## Vorgegebener Text
+++++

Welche Gerüchte hat die Boulevardpresse über Sie verbreitet?
So viele, dass die Zeit nicht reicht, sie alle aufzuzählen. Irgendwann hatte das Ganze einen Punkt erreicht, an dem es schon wieder ulkig wurde. Mein Gott, waren diese Geschichten absurd! Was die Boulevardmedien damals über uns schrieben, bewegte sich im Bereich der Fiktion. Gleichzeitig wollte ich aber, dass Alice Cooper ein Bösewicht ist. Unsere Show konnte man auf die unterschiedlichste Weise interpretieren. Es dauerte eine ganze Weile, bis man den Humor dahinter erkannte und begriff, dass Alice Cooper nur eine Rolle war. Für mich war er eine fantastische Figur wie Captain Hook oder Dracula.
Und wie verhält es sich mit Depp?
Viele Leute halten Johnny Depp für einen Schauspieler, der versucht, einen Rockstar zu spielen. Es ist aber keine Rolle. Johnny fühlt sich auf einer Konzertbühne viel wohler als vor einer Kamera (lacht).

+++++

## Gespeicherte Daten
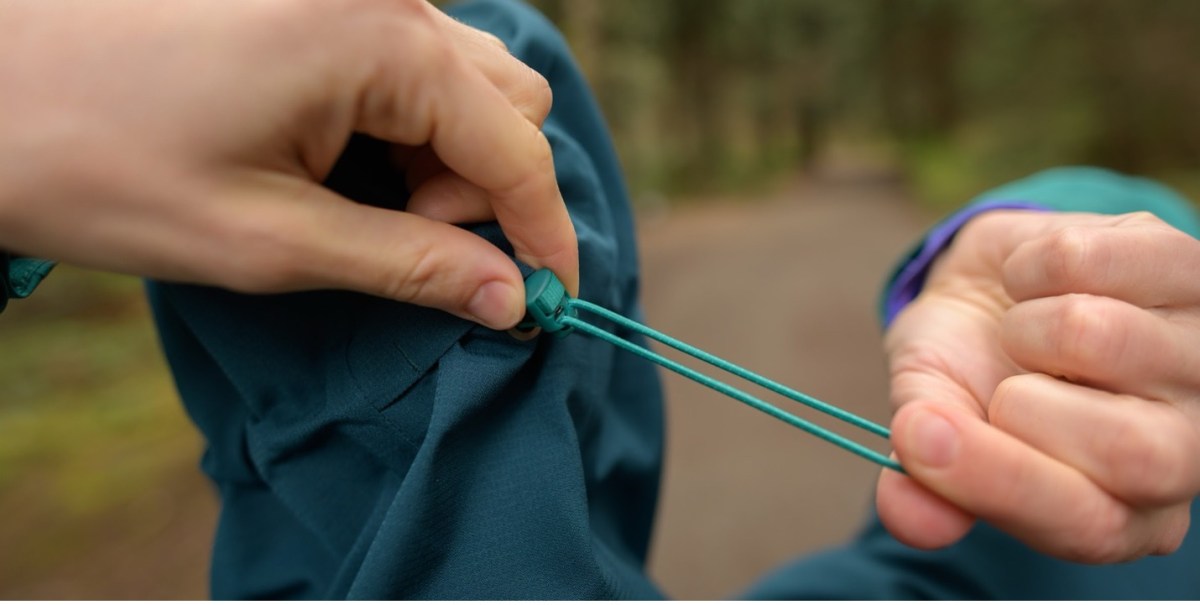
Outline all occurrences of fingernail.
[467,281,522,330]
[908,412,959,468]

+++++

## Teile der Übung
1. Gib aus dem Interview über Alice Cooper den Abschnitt von „Und wie verhält“ bis „einer Kamera (lacht).“ wortgetreu wieder.
2. Fahre bitte mit dem Interview über Alice Cooper nach dessen letztem Satz fort.

## Ergebnisse der Aufgaben
1.
Und wie verhält es sich mit Depp?
Viele Leute halten Johnny Depp für einen Schauspieler, der versucht, einen Rockstar zu spielen. Es ist aber keine Rolle. Johnny fühlt sich auf einer Konzertbühne viel wohler als vor einer Kamera (lacht).

2.
Wann kommen die Hollywood Vampires wieder nach Europa?
Wir werden 2020 definitiv auf Tour gehen. Aber vorher spiele ich noch eine Solotour. Ich bin sechs Monate im Jahr mit meiner eigenen Band unterwegs, Aerosmith haben viele Live-Verpflichtungen und Johnny dreht regelmäßig Filme. Deshalb müssen wir bei den Hollywood Vampires alles ein Jahr im Voraus planen.
„Rise" ist exakt 50 Jahre nach Ihrem ersten Album „Pretties For You" erschienen. Wie fühlt es sich an, noch immer im Rampenlicht zu stehen?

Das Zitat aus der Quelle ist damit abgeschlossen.